**Problem**.
All of the entries below are to be copied word for word.

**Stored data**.
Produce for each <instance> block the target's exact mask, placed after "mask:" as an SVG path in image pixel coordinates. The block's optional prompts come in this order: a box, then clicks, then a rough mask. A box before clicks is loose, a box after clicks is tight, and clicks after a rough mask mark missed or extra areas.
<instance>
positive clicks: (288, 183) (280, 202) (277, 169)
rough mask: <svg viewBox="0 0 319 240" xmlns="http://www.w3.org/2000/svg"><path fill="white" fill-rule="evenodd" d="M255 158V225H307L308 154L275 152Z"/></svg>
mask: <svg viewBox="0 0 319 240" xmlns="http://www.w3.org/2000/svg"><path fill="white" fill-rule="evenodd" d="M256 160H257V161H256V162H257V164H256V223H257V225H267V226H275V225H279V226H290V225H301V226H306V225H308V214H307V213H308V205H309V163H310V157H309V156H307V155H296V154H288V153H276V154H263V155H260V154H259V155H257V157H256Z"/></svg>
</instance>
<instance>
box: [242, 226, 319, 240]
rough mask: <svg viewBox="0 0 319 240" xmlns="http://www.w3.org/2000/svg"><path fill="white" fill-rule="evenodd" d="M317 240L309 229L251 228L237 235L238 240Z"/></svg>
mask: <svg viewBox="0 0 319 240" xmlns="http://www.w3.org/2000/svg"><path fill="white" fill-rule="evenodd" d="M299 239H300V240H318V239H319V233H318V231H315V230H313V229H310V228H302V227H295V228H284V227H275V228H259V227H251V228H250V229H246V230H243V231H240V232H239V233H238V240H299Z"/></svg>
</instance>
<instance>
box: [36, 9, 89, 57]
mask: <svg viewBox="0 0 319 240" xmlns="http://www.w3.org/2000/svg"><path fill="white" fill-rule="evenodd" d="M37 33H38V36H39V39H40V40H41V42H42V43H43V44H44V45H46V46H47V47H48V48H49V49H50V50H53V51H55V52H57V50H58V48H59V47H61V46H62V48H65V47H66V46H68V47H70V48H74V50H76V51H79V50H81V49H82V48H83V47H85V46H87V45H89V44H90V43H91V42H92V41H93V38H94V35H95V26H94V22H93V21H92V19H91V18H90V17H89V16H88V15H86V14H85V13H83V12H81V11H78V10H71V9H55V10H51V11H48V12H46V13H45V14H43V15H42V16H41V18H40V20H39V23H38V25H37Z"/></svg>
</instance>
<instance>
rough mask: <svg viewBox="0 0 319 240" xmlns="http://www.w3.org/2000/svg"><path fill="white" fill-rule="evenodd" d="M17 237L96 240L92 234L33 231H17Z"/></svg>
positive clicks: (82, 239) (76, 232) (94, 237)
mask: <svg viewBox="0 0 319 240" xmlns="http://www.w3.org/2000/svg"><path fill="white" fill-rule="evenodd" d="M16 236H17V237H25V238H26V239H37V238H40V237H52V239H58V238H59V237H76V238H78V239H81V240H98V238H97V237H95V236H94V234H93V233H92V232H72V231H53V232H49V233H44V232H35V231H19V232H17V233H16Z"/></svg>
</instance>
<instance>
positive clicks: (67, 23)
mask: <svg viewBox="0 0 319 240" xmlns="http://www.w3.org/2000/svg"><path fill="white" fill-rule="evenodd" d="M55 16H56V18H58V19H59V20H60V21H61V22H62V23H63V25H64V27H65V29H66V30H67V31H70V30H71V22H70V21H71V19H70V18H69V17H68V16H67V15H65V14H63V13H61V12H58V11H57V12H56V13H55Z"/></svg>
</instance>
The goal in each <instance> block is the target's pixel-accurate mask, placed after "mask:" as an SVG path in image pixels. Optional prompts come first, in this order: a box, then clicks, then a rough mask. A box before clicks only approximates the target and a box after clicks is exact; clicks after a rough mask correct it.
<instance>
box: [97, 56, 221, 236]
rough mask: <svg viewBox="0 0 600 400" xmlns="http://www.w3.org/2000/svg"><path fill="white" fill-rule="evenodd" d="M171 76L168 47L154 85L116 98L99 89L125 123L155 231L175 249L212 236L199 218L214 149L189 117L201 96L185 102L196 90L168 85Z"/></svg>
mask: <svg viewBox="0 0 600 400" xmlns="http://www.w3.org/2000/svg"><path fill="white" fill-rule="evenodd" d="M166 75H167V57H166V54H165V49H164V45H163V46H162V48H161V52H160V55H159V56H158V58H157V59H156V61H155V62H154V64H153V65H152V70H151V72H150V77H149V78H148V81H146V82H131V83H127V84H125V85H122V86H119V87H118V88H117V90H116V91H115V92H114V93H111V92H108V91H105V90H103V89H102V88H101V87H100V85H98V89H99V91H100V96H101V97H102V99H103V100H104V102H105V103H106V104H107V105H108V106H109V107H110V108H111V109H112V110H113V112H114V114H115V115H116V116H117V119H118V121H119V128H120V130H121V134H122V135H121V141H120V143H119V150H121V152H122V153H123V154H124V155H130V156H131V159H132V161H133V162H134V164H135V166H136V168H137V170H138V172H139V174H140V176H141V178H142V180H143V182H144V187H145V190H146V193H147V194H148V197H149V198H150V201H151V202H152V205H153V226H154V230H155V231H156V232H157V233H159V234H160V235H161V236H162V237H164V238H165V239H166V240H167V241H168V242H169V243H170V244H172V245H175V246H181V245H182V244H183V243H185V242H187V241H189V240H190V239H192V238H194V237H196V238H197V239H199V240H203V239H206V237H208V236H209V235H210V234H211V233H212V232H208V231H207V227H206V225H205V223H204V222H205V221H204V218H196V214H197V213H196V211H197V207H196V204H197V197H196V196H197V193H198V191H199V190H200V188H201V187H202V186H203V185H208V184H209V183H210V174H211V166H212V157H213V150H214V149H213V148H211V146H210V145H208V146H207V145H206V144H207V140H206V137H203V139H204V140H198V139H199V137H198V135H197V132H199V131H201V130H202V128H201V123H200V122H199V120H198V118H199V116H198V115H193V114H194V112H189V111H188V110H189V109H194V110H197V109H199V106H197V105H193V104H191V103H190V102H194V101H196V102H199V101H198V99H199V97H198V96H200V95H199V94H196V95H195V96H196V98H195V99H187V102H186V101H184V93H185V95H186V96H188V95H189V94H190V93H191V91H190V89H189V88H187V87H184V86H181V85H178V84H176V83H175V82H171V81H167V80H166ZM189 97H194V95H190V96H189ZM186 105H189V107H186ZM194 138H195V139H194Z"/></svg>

**Answer space**.
Produce for each <instance> block the target's exact mask, placed after "mask:" as an SVG path in image pixel coordinates. The block's optional prompts come in this order: a box, then clicks, then a rough mask. A box before clicks is loose, a box after clicks is tight, and clicks after a rough mask mark missed or extra areas.
<instance>
positive clicks: (288, 183) (280, 202) (277, 169)
rough mask: <svg viewBox="0 0 319 240" xmlns="http://www.w3.org/2000/svg"><path fill="white" fill-rule="evenodd" d="M255 158V225H307L308 154L275 152Z"/></svg>
mask: <svg viewBox="0 0 319 240" xmlns="http://www.w3.org/2000/svg"><path fill="white" fill-rule="evenodd" d="M256 160H257V161H256V162H257V164H256V223H257V225H267V226H275V225H279V226H290V225H301V226H306V225H308V214H307V213H308V205H309V163H310V157H309V156H307V155H296V154H288V153H276V154H263V155H260V154H259V155H257V157H256Z"/></svg>
</instance>
<instance>
box: [242, 226, 319, 240]
rough mask: <svg viewBox="0 0 319 240" xmlns="http://www.w3.org/2000/svg"><path fill="white" fill-rule="evenodd" d="M317 240L309 229L251 228L237 235L238 240Z"/></svg>
mask: <svg viewBox="0 0 319 240" xmlns="http://www.w3.org/2000/svg"><path fill="white" fill-rule="evenodd" d="M299 239H300V240H318V239H319V233H318V231H315V230H313V229H310V228H302V227H295V228H284V227H275V228H259V227H251V228H250V229H246V230H243V231H240V232H239V233H238V240H299Z"/></svg>
</instance>
<instance>
box: [36, 9, 89, 57]
mask: <svg viewBox="0 0 319 240" xmlns="http://www.w3.org/2000/svg"><path fill="white" fill-rule="evenodd" d="M37 33H38V36H39V39H40V40H41V42H42V43H43V44H44V45H46V46H47V47H48V48H49V49H50V50H53V51H55V52H57V50H58V48H59V47H61V46H62V48H65V47H66V46H68V47H70V48H74V50H76V51H79V50H81V49H82V48H83V47H85V46H87V45H89V44H90V43H91V42H92V41H93V38H94V35H95V26H94V22H93V21H92V19H91V18H90V17H89V16H88V15H86V14H85V13H83V12H81V11H78V10H71V9H55V10H51V11H48V12H46V13H45V14H43V15H42V16H41V18H40V20H39V23H38V25H37Z"/></svg>
</instance>
<instance>
rough mask: <svg viewBox="0 0 319 240" xmlns="http://www.w3.org/2000/svg"><path fill="white" fill-rule="evenodd" d="M17 237L96 240L92 234L33 231H17Z"/></svg>
positive clicks: (82, 239) (76, 232) (94, 237)
mask: <svg viewBox="0 0 319 240" xmlns="http://www.w3.org/2000/svg"><path fill="white" fill-rule="evenodd" d="M16 236H17V237H25V238H26V239H37V238H40V237H52V239H58V238H59V237H76V238H78V239H81V240H98V238H97V237H95V236H94V234H93V233H92V232H72V231H53V232H49V233H44V232H35V231H19V232H17V233H16Z"/></svg>
</instance>
<instance>
positive clicks: (67, 23)
mask: <svg viewBox="0 0 319 240" xmlns="http://www.w3.org/2000/svg"><path fill="white" fill-rule="evenodd" d="M55 16H56V18H58V19H59V20H60V21H61V22H62V23H63V25H64V27H65V29H66V30H67V31H70V30H71V22H70V21H71V19H70V18H69V17H68V16H67V15H65V14H63V13H61V12H58V11H57V12H56V13H55Z"/></svg>
</instance>
The goal in each <instance> block is the target's pixel-accurate mask, placed after "mask:" as an SVG path in image pixels. Optional prompts come first, in this order: a box, then clicks, then a rough mask. A box before clicks only approximates the target and a box after clicks is exact; clicks after a rough mask correct it.
<instance>
box: [97, 56, 221, 236]
rough mask: <svg viewBox="0 0 600 400" xmlns="http://www.w3.org/2000/svg"><path fill="white" fill-rule="evenodd" d="M171 76L168 47L154 85L116 98L99 89L125 123L155 231L175 249L212 236L199 218L214 149L189 117L201 96L185 102L196 90L168 85Z"/></svg>
mask: <svg viewBox="0 0 600 400" xmlns="http://www.w3.org/2000/svg"><path fill="white" fill-rule="evenodd" d="M166 75H167V57H166V54H165V49H164V45H163V46H162V48H161V52H160V55H159V56H158V58H157V59H156V61H155V62H154V64H153V65H152V70H151V72H150V77H149V78H148V81H146V82H131V83H127V84H125V85H122V86H119V87H118V88H117V90H116V91H115V92H114V93H111V92H108V91H105V90H103V89H102V88H101V87H100V85H98V89H99V91H100V96H101V97H102V99H103V100H104V102H105V103H106V104H107V105H108V106H109V107H110V108H111V109H112V110H113V112H114V114H115V115H116V116H117V119H118V121H119V128H120V130H121V134H122V135H121V141H120V143H119V150H121V152H122V153H123V154H124V155H130V156H131V159H132V161H133V162H134V164H135V166H136V168H137V170H138V172H139V174H140V176H141V178H142V180H143V182H144V187H145V190H146V193H147V194H148V197H149V198H150V201H151V202H152V205H153V226H154V230H155V231H156V232H157V233H159V234H160V235H161V236H162V237H164V238H165V239H166V240H167V241H168V242H169V243H170V244H172V245H175V246H181V245H182V244H183V243H185V242H187V241H189V240H190V239H192V238H194V237H196V238H197V239H199V240H203V239H206V237H208V236H209V235H210V234H211V233H212V232H208V231H207V227H206V225H205V223H204V222H205V221H204V218H196V214H197V213H196V211H197V207H196V204H197V197H196V196H197V193H198V191H199V190H200V188H201V187H202V186H203V185H208V184H209V183H210V174H211V166H212V157H213V150H214V149H213V148H211V146H210V145H208V146H207V145H206V144H207V140H206V137H203V139H204V140H198V139H199V137H198V135H197V132H199V131H201V130H202V128H201V123H200V122H199V120H198V118H199V116H198V115H193V114H194V112H189V111H188V110H189V109H194V110H197V109H199V106H197V105H193V104H191V103H190V102H194V101H196V102H199V101H198V99H199V97H198V96H200V95H199V94H196V95H195V96H196V98H195V99H187V102H186V101H184V93H185V95H186V96H188V95H189V94H190V93H191V91H190V89H189V88H187V87H184V86H181V85H178V84H176V83H175V82H171V81H167V80H166ZM189 97H194V95H190V96H189ZM186 105H189V107H186ZM194 138H195V139H194Z"/></svg>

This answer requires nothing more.